_Text extract_

[start]

Learning Chinese-specific encoding for phonetic similarity

Learning Chinese-specific encoding for phonetic similarity
Visualization representing the phonetic encoding of Pinyin initials. Credit: IBM

Performing the mental gymnastics of making the phoenetic distinction between words and phrases such as "I'm hear" to "I'm here" or "I can't so but tons" to "I can't sew buttons," is familiar to anyone who has encountered autocorrected text messages, punny social media posts and the like. Although at first glance it may seem that phonetic similarity can only be quantified for audible words, this problem is often present in purely textual spaces.

AI approaches for parsing and understanding text require clean input, which in turn implies a necessary amount of pre-processing of raw data. Incorrect homophones and synophones, whether used in error or in jest, must be corrected just like as any other form of spelling or grammar mistake. In the example above, accurately transforming the words "hear" and "so" to their phonetically similar correct counterparts requires a robust representation of phonetic similarity between word pairs.

Most algorithms for phonetic similarity are motivated by English use cases, and designed for Indo-European languages. However, many languages, such as Chinese, have a different phonetic structure. The speech sound of a Chinese character is represented by a single syllable in Pinyin, the official Romanization system of Chinese. A Pinyin syllable consists of: an (optional) initial (such as 'b', 'zh', or 'x'), a final (such as 'a', 'ou', 'wai', or 'yuan') and tone (of which there are five). Mapping these speech sounds to English phonemes results in a fairly inaccurate representation, and using Indo-European phonetic similarity algorithms further compounds the problem. For example, two well-known algorithms, Soundex and Double Metaphone, index consonants while ignoring vowels (and have no concept of tones).

[end]

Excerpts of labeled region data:
[start]

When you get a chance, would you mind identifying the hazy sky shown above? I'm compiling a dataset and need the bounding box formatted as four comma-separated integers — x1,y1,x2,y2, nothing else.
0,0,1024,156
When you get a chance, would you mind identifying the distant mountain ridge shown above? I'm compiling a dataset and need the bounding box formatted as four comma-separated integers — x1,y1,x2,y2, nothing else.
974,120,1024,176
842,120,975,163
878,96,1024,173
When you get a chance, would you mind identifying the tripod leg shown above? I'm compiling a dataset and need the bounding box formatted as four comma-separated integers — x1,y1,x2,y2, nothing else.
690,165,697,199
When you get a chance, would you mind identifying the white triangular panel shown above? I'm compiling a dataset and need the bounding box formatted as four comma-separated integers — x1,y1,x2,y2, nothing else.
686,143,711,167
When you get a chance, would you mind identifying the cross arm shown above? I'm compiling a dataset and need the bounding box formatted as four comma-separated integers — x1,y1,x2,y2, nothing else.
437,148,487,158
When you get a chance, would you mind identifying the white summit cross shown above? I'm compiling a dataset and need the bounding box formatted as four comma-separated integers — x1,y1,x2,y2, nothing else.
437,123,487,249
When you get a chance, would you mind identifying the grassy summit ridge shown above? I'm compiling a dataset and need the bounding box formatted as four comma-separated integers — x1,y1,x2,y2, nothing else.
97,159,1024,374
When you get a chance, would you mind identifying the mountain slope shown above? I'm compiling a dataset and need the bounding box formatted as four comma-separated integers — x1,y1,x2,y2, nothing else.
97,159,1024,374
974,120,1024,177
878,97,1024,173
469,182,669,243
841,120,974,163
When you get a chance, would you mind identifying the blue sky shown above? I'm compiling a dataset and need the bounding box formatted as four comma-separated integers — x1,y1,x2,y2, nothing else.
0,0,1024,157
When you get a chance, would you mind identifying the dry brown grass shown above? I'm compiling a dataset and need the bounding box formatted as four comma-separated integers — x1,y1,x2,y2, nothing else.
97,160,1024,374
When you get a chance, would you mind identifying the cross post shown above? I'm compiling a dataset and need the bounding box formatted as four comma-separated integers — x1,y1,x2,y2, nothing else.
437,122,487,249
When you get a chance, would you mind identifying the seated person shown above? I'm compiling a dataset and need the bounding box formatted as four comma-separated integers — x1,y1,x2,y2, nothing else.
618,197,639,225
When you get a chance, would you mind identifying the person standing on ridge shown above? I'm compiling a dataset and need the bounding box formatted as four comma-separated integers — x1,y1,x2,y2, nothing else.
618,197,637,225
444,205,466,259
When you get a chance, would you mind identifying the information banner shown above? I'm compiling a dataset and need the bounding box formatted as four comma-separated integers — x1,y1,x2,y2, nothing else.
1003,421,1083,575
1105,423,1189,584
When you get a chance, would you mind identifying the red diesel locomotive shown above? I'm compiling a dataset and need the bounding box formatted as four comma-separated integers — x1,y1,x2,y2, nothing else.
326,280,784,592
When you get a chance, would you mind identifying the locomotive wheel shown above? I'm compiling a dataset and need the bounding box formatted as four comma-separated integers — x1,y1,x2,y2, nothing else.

[end]

_Tasks to complete_
1. Transcribe the passage of the Chinese phonetic similarity article that runs from "Performing the mental" down to "purely textual spaces.".
2. Restate word for word the part of the records that runs from the line containing "When you get a chance, would you mind identifying the person" down to the final line of the records.

_Answers to the exercise_
1.
Performing the mental gymnastics of making the phoenetic distinction between words and phrases such as "I'm hear" to "I'm here" or "I can't so but tons" to "I can't sew buttons," is familiar to anyone who has encountered autocorrected text messages, punny social media posts and the like. Although at first glance it may seem that phonetic similarity can only be quantified for audible words, this problem is often present in purely textual spaces.

2.
When you get a chance, would you mind identifying the person standing on ridge shown above? I'm compiling a dataset and need the bounding box formatted as four comma-separated integers — x1,y1,x2,y2, nothing else.
618,197,637,225
444,205,466,259
When you get a chance, would you mind identifying the information banner shown above? I'm compiling a dataset and need the bounding box formatted as four comma-separated integers — x1,y1,x2,y2, nothing else.
1003,421,1083,575
1105,423,1189,584
When you get a chance, would you mind identifying the red diesel locomotive shown above? I'm compiling a dataset and need the bounding box formatted as four comma-separated integers — x1,y1,x2,y2, nothing else.
326,280,784,592
When you get a chance, would you mind identifying the locomotive wheel shown above? I'm compiling a dataset and need the bounding box formatted as four comma-separated integers — x1,y1,x2,y2, nothing else.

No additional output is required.